INSTRUCCIONES
#1 Responde estas preguntas con datos del fragmento:
(a) ¿Qué dice el primer verso del libro de Maiakovski que se cita?
(b) ¿Qué dos palabras se dan como ejemplo de infracciones lingüísticas deliberadas?
(c) ¿De qué autor transcribe fragmentos de un ensayo el poema XI?
#2 Según el fragmento, ¿por qué se publicó sin nombre de autor el libro de Maiakovski? Explícalo en una a tres oraciones.

También es constatable la ausencia de una voz poética que pueda identificarse con un yo. La marcha... parece no tener autor, si por tal entendemos un conjunto cerrado de rasgos psíquicos que impongan cierta ordenación del mundo y que acoten un orbe de experiencias íntimas, formulado en un idiolecto particular. Quien habla, en estos poemas, no es un yo, no es alguien uncido a una identidad, sino un muchos, un otros, un todos: una voz que es la voz de los sin voz, que salta de una garganta a otra, y que de todas afirma la existencia y el padecimiento; una voz, no obstante, que se dirige siempre a un tú o a un vosotros, con ímpetu cordial, como en un abrazo de palabras: «no sabía de (...) tu infancia de puñales / derribando el mundo / brutalmente el mundo / ni tu pena mortal decretada sobre el mundo...». Es éste un procedimiento ya presente en el libro de Maiakovski, cuyo primer verso dice así: «150.000.000 es el nombre del autor de este poema»; y el cuarto: «150.000.000 hablan por mi boca». Consecuentemente, el libro se publicó sin nombre de autor, y el propio Maiakovski escribió: «Quiero que todo el mundo lo retoque y lo mejore. No lo ha escrito nadie»***. En esta colectivización de la voz poética destacan la intersección de discursos y la introducción de deliberadas infracciones lingüísticas, que pretenden reproducir, en muchos casos, el habla menesterosa de los personajes del poema: «estaron», «cuálo».

Finalmente, un conjunto de insólitos recursos, aunque no desconocidos en las prácticas de vanguardia o en los experimentos hiperrealistas, despoetizan el libro, esto es, lo privan de su supuesto misterio, y lo vuelven obra de los hombres y para los hombres, entramado de palabras que pueden contradecirse, u ordenarse de otro modo, o vulnerarse. Todos ellos sirven, como se ha dicho, para desmentir la subordinación que, implícitamente, establece todo texto entre quien lo escribe y quien lo lee, entre quien produce un significado y quien, descodificandolo, se somete a él, entre quien afirma lo inalterable de las formas y quien asume lo inalterable de las formas –y, por lo tanto, de las cosas–. Entre estas técnicas de despoetización figuran la ordenación de los versos mediante números («01 Soy altura de perro. / 02 Naceré en los instantes de cada luz volcada. / 03 Mis nombres me los dieron el libro la bala la guerrilla. ..») o puntos («.. .el nacido llegó / a) no sobre leche con la boca / b) no candelabro ni acogida de incienso / c) no salón no capitel...»), y, sobre todo, las notas al margen, que aportan datos que aclaran ciertas referencias de los versos, y que sustentan sus postulados ideológicos. Algunas veces, estas informaciones saltan al poema y se convierten en versos, como en el poema XI, que transcribe fragmentos de un ensayo de Martín Buber, o en el XVI y el XXII, en los que el poeta introduce en el discurso lírico incisos muy prosaicos y referenciales, como extraídos de un artículo periodístico o un informe económico.

REGISTROS PROPORCIONADOS
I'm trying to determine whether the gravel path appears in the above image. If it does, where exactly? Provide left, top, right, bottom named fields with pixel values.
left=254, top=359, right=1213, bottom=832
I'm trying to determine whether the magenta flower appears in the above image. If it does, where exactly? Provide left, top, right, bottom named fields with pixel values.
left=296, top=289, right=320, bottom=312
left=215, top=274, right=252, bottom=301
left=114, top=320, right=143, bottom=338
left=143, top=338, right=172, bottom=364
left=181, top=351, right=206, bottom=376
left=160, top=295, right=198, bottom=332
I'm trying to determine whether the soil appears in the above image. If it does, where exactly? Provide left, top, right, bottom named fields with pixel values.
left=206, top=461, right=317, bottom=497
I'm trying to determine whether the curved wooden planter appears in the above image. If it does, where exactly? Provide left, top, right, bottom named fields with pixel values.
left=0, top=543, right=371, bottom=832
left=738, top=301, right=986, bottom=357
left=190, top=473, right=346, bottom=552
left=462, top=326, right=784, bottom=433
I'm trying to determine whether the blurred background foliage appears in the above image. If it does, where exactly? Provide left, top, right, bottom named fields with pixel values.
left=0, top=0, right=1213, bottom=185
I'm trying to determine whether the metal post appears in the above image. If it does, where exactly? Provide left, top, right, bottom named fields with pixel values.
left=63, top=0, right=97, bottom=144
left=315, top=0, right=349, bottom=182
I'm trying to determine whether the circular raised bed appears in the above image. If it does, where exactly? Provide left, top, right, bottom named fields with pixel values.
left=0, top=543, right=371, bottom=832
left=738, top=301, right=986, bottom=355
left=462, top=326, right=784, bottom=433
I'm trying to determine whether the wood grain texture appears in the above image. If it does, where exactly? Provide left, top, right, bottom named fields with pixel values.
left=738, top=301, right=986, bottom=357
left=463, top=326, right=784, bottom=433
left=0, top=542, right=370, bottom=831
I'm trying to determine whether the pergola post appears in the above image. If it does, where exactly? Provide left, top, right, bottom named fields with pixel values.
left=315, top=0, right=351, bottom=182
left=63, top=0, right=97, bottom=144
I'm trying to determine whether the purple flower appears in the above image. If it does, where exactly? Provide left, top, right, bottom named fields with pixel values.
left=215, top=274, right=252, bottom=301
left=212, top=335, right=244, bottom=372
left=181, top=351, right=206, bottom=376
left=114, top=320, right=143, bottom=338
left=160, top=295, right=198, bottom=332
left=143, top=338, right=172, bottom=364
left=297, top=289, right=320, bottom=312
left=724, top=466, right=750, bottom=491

RESPUESTAS
#1
(a) «150.000.000 es el nombre del autor de este poema».
(b) «estaron» y «cuálo».
(c) De Martín Buber.

#2 El libro atribuye su voz a una colectividad: su primer verso dice que el nombre del autor es «150.000.000», y el cuarto, que esos 150.000.000 hablan por boca del poeta. En consecuencia, se publicó sin nombre de autor, y el propio Maiakovski escribió que no lo había escrito nadie y que quería que todo el mundo lo retocara y lo mejorara.